What to work on: Write out the opening lines of the data word for word, up to and including the line with "box: [236, 66, 287, 102]", and leave every picture and every later line out.

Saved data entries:
....

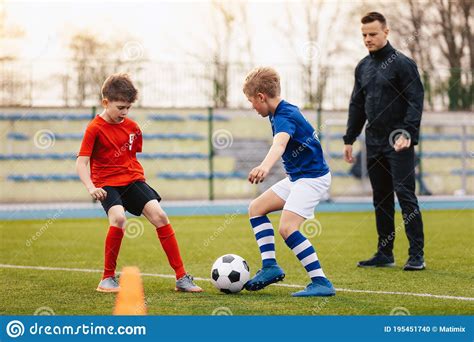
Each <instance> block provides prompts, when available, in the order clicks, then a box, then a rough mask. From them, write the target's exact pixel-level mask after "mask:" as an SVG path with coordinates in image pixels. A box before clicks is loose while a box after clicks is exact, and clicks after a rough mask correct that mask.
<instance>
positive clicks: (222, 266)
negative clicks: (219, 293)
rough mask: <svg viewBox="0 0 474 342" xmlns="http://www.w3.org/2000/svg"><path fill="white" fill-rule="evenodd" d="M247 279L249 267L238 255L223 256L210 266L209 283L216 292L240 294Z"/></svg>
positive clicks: (245, 261) (243, 286)
mask: <svg viewBox="0 0 474 342" xmlns="http://www.w3.org/2000/svg"><path fill="white" fill-rule="evenodd" d="M249 278H250V269H249V266H248V265H247V262H246V261H245V260H244V259H243V258H242V257H240V256H238V255H235V254H226V255H223V256H221V257H219V258H217V260H216V261H215V262H214V265H212V269H211V281H212V283H213V284H214V286H215V287H216V288H217V289H218V290H220V291H222V292H224V293H237V292H240V291H241V290H242V289H243V287H244V285H245V283H246V282H247V281H248V280H249Z"/></svg>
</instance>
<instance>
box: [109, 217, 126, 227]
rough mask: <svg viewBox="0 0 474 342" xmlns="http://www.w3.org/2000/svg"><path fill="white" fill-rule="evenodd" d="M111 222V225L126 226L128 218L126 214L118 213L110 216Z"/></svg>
mask: <svg viewBox="0 0 474 342" xmlns="http://www.w3.org/2000/svg"><path fill="white" fill-rule="evenodd" d="M109 222H110V225H111V226H114V227H120V228H125V224H126V223H127V218H126V217H125V215H122V214H116V215H112V216H110V217H109Z"/></svg>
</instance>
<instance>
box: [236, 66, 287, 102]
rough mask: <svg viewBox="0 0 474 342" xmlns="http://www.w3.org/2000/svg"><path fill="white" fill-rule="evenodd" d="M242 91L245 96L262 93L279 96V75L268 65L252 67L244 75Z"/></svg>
mask: <svg viewBox="0 0 474 342" xmlns="http://www.w3.org/2000/svg"><path fill="white" fill-rule="evenodd" d="M242 90H243V92H244V94H245V95H247V96H255V95H257V94H258V93H263V94H265V95H268V96H269V97H271V98H274V97H276V96H280V75H278V73H277V72H276V70H275V69H273V68H270V67H259V68H255V69H253V70H252V71H251V72H249V73H248V75H247V76H246V77H245V82H244V86H243V89H242Z"/></svg>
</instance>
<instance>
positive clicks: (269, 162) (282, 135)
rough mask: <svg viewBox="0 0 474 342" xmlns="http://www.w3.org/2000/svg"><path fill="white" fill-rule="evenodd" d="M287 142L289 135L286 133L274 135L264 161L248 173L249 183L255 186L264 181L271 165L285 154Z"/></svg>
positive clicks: (248, 178) (267, 174) (287, 142)
mask: <svg viewBox="0 0 474 342" xmlns="http://www.w3.org/2000/svg"><path fill="white" fill-rule="evenodd" d="M289 140H290V135H289V134H288V133H285V132H280V133H278V134H276V135H275V137H274V138H273V144H272V146H271V147H270V150H269V151H268V153H267V156H266V157H265V159H264V160H263V161H262V163H261V164H260V165H259V166H257V167H256V168H254V169H253V170H252V171H250V173H249V177H248V180H249V182H250V183H252V184H257V183H261V182H263V181H264V179H265V178H266V177H267V175H268V173H269V172H270V170H271V168H272V167H273V165H275V163H276V162H277V160H279V159H280V158H281V156H282V155H283V153H284V152H285V149H286V145H287V144H288V141H289Z"/></svg>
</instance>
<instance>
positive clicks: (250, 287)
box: [245, 265, 285, 291]
mask: <svg viewBox="0 0 474 342" xmlns="http://www.w3.org/2000/svg"><path fill="white" fill-rule="evenodd" d="M284 278H285V272H283V270H282V268H281V267H280V266H278V265H272V266H267V267H263V268H262V269H261V270H259V271H258V272H257V274H256V275H255V276H254V277H253V278H252V279H250V280H249V281H248V282H247V283H246V284H245V289H246V290H248V291H258V290H261V289H263V288H265V287H267V286H268V285H270V284H273V283H276V282H278V281H282V280H283V279H284Z"/></svg>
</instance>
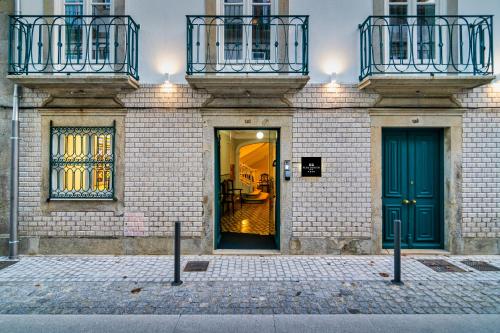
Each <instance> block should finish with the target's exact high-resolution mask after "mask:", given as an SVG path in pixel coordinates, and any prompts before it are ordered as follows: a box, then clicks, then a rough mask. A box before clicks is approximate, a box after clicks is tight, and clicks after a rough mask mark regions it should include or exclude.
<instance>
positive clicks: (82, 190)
mask: <svg viewBox="0 0 500 333" xmlns="http://www.w3.org/2000/svg"><path fill="white" fill-rule="evenodd" d="M115 128H116V124H115V122H113V125H112V126H80V125H78V126H77V125H74V126H55V125H54V124H52V123H50V139H51V144H50V149H49V154H50V163H49V164H50V167H49V174H50V175H51V177H50V179H49V197H50V200H81V199H85V200H109V199H113V198H114V192H115V190H114V188H115V187H114V183H115V177H114V173H115V158H114V156H115V153H114V152H115V137H116V136H115ZM98 133H100V134H98ZM103 133H104V134H103ZM85 134H87V135H88V136H87V143H86V144H85V146H86V147H87V149H88V152H87V153H84V152H83V151H84V148H83V145H84V143H83V141H81V145H80V147H81V148H80V150H81V153H80V154H76V150H77V148H76V147H77V143H76V142H77V140H76V139H75V138H74V137H75V136H80V138H81V140H83V137H84V135H85ZM54 135H61V136H62V137H63V138H64V140H66V139H67V138H68V137H70V136H71V137H73V139H72V144H71V146H72V147H73V148H72V149H71V150H72V151H73V153H72V155H71V156H70V157H69V160H67V159H66V157H64V156H66V154H67V149H65V148H61V147H60V142H61V141H60V139H57V140H55V141H54V139H55V137H54ZM94 135H97V136H96V137H95V138H96V142H95V144H96V145H97V149H98V150H99V149H100V148H99V138H102V135H104V138H105V139H104V140H103V141H106V143H107V137H108V136H109V137H110V141H109V143H110V145H109V146H108V145H105V146H103V147H102V149H103V152H102V153H101V155H102V156H108V154H107V153H106V152H104V151H105V150H109V152H110V154H109V158H105V160H101V161H98V160H96V159H95V156H96V155H99V153H97V154H96V153H95V152H92V150H93V148H90V147H92V146H94V142H93V139H92V136H94ZM56 142H57V146H59V149H58V148H57V147H56V146H55V143H56ZM81 155H90V156H92V157H91V158H89V160H87V161H86V162H83V161H82V162H77V161H78V159H77V158H78V157H81ZM61 159H63V160H61ZM75 162H76V163H77V164H76V167H77V168H81V167H83V170H84V173H85V174H87V177H88V179H87V180H86V181H84V182H83V183H85V182H87V183H88V184H89V185H88V190H90V192H89V193H85V192H86V191H85V190H84V186H85V185H80V189H79V190H76V189H75V190H73V191H69V193H67V192H66V191H67V189H66V188H65V187H66V186H63V187H64V188H63V189H60V188H58V186H55V187H54V180H55V179H54V171H55V170H59V172H60V171H61V169H66V168H71V167H72V165H75ZM99 165H101V167H102V168H103V169H102V170H103V171H102V172H103V179H105V177H104V175H105V174H107V173H108V172H109V173H110V178H108V181H109V184H110V185H109V186H105V188H104V189H94V190H92V189H91V187H94V186H98V185H95V184H96V183H95V181H96V179H98V177H97V172H98V171H96V168H99ZM103 165H108V167H104V166H103ZM56 172H57V171H56ZM94 172H96V174H95V175H94ZM90 174H92V176H91V175H90ZM55 178H56V179H58V178H59V179H60V177H59V176H56V177H55ZM64 178H65V177H64ZM75 182H76V178H75V179H73V180H72V181H71V183H72V184H74V183H75ZM79 182H80V184H82V181H81V179H80V180H79ZM103 182H106V180H103ZM61 192H62V193H61Z"/></svg>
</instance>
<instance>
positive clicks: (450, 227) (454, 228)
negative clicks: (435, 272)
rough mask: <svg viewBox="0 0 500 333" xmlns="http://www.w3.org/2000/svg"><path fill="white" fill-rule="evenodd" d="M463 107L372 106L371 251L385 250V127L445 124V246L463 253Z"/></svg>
mask: <svg viewBox="0 0 500 333" xmlns="http://www.w3.org/2000/svg"><path fill="white" fill-rule="evenodd" d="M464 112H465V110H464V109H452V110H450V109H396V108H395V109H384V108H380V109H371V110H370V111H369V113H370V122H371V125H370V127H371V162H370V167H371V206H372V216H371V218H372V250H371V252H372V253H376V254H380V253H382V129H383V128H409V129H411V128H442V129H443V136H444V147H443V148H444V149H443V152H444V156H443V162H444V165H443V167H444V193H443V194H444V196H443V199H444V201H443V206H444V221H443V222H444V249H445V250H447V251H450V252H452V253H460V252H462V249H463V239H462V236H461V233H462V232H461V230H462V225H461V221H462V145H463V127H462V116H463V113H464Z"/></svg>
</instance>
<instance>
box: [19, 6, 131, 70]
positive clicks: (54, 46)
mask: <svg viewBox="0 0 500 333" xmlns="http://www.w3.org/2000/svg"><path fill="white" fill-rule="evenodd" d="M9 39H10V44H9V45H10V48H9V74H11V75H19V74H34V73H38V74H40V73H48V74H50V73H65V74H76V73H81V74H92V73H96V74H128V75H130V76H132V77H134V78H135V79H137V80H138V79H139V72H138V46H139V25H138V24H136V23H135V22H134V20H133V19H132V18H131V17H130V16H25V15H22V16H11V17H10V31H9Z"/></svg>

....

Result below:
Each <instance> block provides prompts, when available, in the order clicks, then a box, then a rough mask. From them, write the target's exact pixel-level mask after "mask:" as an SVG path with coordinates in image pixels. A box before clicks is loose while a box after clicks is exact, and clicks after a rough mask correct that mask.
<instance>
positive clicks: (222, 266)
negative clicks: (219, 293)
rough mask: <svg viewBox="0 0 474 342" xmlns="http://www.w3.org/2000/svg"><path fill="white" fill-rule="evenodd" d="M247 279L249 267L238 255L223 256L210 266L209 283L216 292L240 294Z"/></svg>
positive clicks: (245, 261) (243, 286)
mask: <svg viewBox="0 0 474 342" xmlns="http://www.w3.org/2000/svg"><path fill="white" fill-rule="evenodd" d="M249 278H250V269H249V266H248V265H247V262H246V261H245V260H244V259H243V258H242V257H240V256H238V255H235V254H226V255H223V256H221V257H219V258H217V260H216V261H215V262H214V265H212V269H211V281H212V283H213V284H214V286H215V287H216V288H217V289H218V290H220V291H222V292H224V293H237V292H240V291H241V290H242V289H243V287H244V285H245V283H246V282H247V281H248V280H249Z"/></svg>
</instance>
<instance>
box: [109, 217, 126, 227]
rough mask: <svg viewBox="0 0 474 342" xmlns="http://www.w3.org/2000/svg"><path fill="white" fill-rule="evenodd" d="M111 222V225L126 226L128 218L126 214L118 213L110 216Z"/></svg>
mask: <svg viewBox="0 0 474 342" xmlns="http://www.w3.org/2000/svg"><path fill="white" fill-rule="evenodd" d="M109 222H110V225H111V226H114V227H120V228H125V224H126V223H127V218H126V217H125V215H122V214H116V215H112V216H110V217H109Z"/></svg>
</instance>
<instance>
box: [236, 66, 287, 102]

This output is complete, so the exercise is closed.